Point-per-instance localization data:
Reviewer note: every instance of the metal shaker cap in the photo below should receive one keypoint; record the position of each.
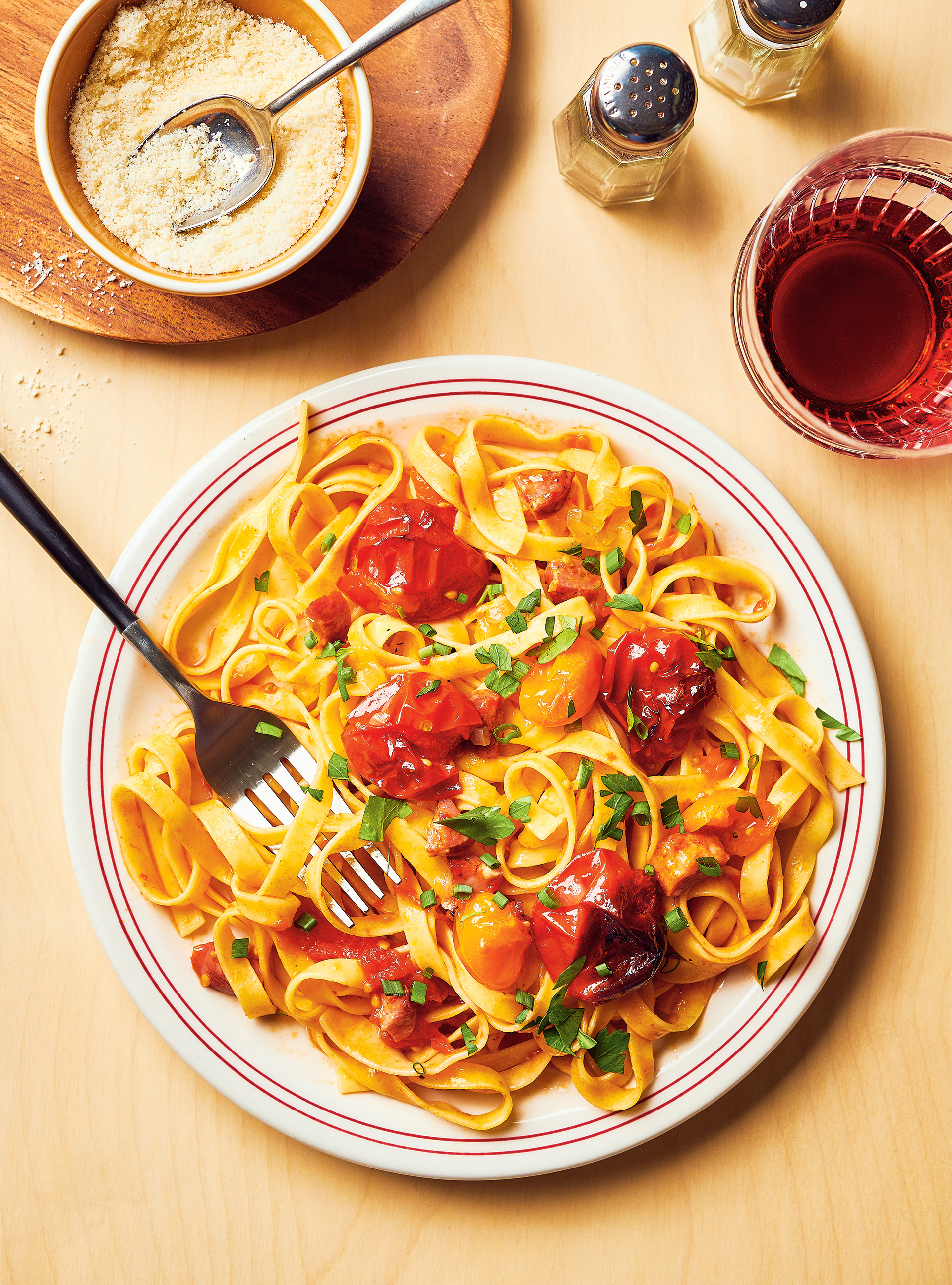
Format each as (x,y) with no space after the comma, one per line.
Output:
(790,20)
(646,96)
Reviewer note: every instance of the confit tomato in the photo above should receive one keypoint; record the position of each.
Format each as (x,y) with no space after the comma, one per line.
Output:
(658,676)
(571,676)
(611,914)
(409,558)
(404,742)
(491,941)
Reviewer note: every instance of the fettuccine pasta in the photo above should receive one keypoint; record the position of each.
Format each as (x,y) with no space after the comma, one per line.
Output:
(540,732)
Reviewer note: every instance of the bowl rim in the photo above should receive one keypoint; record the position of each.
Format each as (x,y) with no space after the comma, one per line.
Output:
(238,283)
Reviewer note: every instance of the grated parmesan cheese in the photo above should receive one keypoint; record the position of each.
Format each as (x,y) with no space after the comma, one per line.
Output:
(159,57)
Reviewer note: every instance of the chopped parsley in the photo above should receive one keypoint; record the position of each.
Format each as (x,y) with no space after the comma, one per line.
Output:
(675,919)
(671,815)
(378,814)
(843,733)
(783,661)
(483,824)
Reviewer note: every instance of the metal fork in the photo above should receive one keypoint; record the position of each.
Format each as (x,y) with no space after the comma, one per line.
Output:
(260,776)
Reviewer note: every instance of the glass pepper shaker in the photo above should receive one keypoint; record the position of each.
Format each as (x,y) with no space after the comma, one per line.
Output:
(761,51)
(626,131)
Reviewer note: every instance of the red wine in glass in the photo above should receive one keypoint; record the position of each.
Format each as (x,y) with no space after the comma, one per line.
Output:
(843,297)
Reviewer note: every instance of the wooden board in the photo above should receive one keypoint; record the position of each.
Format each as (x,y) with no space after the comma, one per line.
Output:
(435,89)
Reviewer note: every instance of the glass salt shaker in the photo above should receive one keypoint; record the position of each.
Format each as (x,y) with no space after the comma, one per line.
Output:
(626,131)
(761,51)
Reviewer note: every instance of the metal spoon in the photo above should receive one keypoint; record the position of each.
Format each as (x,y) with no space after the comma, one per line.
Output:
(247,131)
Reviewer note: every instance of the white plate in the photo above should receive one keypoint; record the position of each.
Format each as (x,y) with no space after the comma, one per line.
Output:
(270,1068)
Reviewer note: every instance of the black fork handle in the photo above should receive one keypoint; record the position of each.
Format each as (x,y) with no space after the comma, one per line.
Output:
(29,509)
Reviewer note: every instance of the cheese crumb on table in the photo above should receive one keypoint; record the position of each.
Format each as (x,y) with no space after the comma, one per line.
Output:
(157,58)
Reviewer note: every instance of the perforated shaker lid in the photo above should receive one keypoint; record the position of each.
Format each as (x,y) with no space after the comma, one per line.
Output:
(646,94)
(790,20)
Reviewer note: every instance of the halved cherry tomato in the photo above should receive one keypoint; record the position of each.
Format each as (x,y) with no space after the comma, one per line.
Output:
(743,833)
(409,558)
(571,676)
(491,941)
(611,914)
(404,742)
(655,674)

◆ TASK DIRECTIONS
Output the data above exactly, excluding images.

◆ ANSWER TO THIS EXERCISE
Reviewer note: every instance of the metal shaker cap in the photo below should receive one keypoint; record the position of each.
Format each as (x,y) with no space after the comma, one per line.
Output:
(790,20)
(646,96)
Reviewer note: every instance of the confit tomato in the photo above should receive one keypoint; record the position of each.
Format each as (x,y) with no space after the comma, one per line.
Output:
(658,676)
(571,676)
(611,914)
(409,558)
(404,742)
(491,941)
Reviewer note: every instance of the fettuccine pasta in the photo above should receive one keypoint; record the position of each.
Format each as (x,y) with no space after the comma, one per line.
Output:
(540,732)
Reviewer note: every instance of the bowl rim in the photo above should receive one keypoint; record the position of each.
Format each as (x,y) with no space after the comma, one per line.
Output:
(238,283)
Reviewer note: every instance of the grated parmesan cheese in the photo above should receive one keypoint; record the position of each.
Format each as (x,y) with no space after the comma, one per line.
Output:
(159,57)
Reviewer note: every instance of the chopped parsley in the photo above should receive one keypoint; record the position of each.
Format each as (x,y) with no space after the comma, one per line.
Output:
(675,919)
(671,815)
(378,814)
(843,733)
(783,661)
(483,824)
Reviewer note: every instance of the metal fork in the photo above should receive one keypoint; record the position of each.
Format each as (x,y) with no space after the comma, one per line.
Output:
(260,776)
Reviewer note: every instance of the glass pepper shaker in the photo above should receive one keypoint; record the position of each.
Format each as (x,y) with no space after the comma, one per line.
Output:
(761,51)
(626,131)
Reviewer note: every instance of the red wine in glass in the photo above should receive one keypoint; record the position of each.
Format each as (x,y) with no space after the comma, one per line.
Output:
(843,297)
Reviewer note: every instance of the wooden board in the photo above should receive one keypoint; record the position of each.
Format each as (x,y) with no space after the comma, one per line.
Output:
(435,89)
Reviewer note: every instance of the glass salt shaker in the photo above should receive one keypoint; record the position of each.
Format each as (x,y) with no space after the comma, one per line.
Output:
(626,131)
(761,51)
Reviewer note: every instance of the metal spoon in the photo above should receive one keypoint; record the position of each.
Format each as (x,y) with no space after the comma, one per line.
Output:
(247,131)
Reviewer note: every instance of the white plate in the photo above should receive one keypoint; record the position of each.
Format each as (x,y) with no space after the comma, one per line.
Output:
(270,1068)
Reviewer note: every instance of the black fork handle in the photo above should receive one keypoint; record the position of each.
Format each as (x,y) with no space after the comma, one per line.
Output:
(29,509)
Reviewer note: every instance of the cheese crumb on table in the photo above should receive one keypoint; record the position of each.
Format each as (x,y) with no space after the comma, one per line.
Output:
(157,58)
Reviewer note: every instance of the perforated shaker lid in the photo above should receive one keypoint; record the position of each.
Format each as (x,y) with no space after the comma, one per line.
Output:
(646,94)
(790,20)
Reviewer note: every instance of the halved cherry tomato in the photo above should receive one keypoint; record the position of each.
Format each as (x,y) with no space after the comma, one per line.
Output:
(743,833)
(409,558)
(571,676)
(491,941)
(611,914)
(404,742)
(655,674)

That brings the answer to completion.